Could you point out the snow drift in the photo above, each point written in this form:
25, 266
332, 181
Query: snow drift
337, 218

Work request
Repeat the material above exactly, including every line.

Finished exercise
Could you point out the snow drift in the photo above, each point written in this form:
25, 266
332, 181
Query: snow drift
337, 218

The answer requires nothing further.